- PROMPT -
Count the lines below that contain the string "deer" and reply with that number only.

- SUPPLIED DATA -

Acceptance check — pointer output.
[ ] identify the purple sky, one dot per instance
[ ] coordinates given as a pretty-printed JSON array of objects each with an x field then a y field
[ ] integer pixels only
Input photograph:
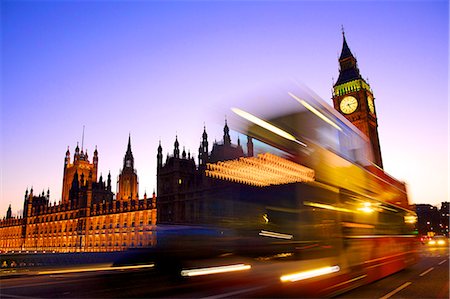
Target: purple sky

---

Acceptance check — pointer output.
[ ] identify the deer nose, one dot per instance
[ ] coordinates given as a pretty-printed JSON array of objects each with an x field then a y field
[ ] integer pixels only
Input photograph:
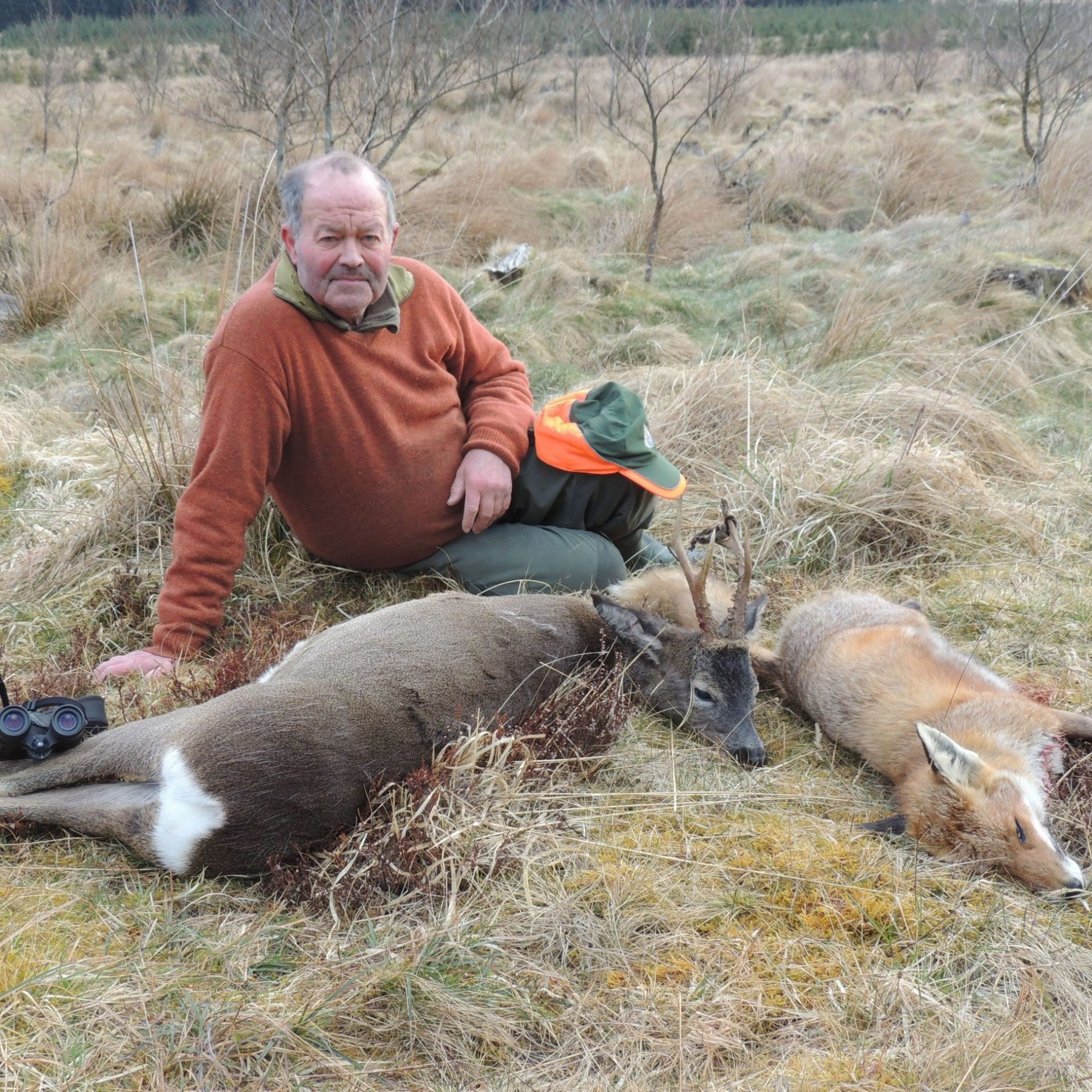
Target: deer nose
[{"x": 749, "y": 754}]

- EXERCISE ANSWER -
2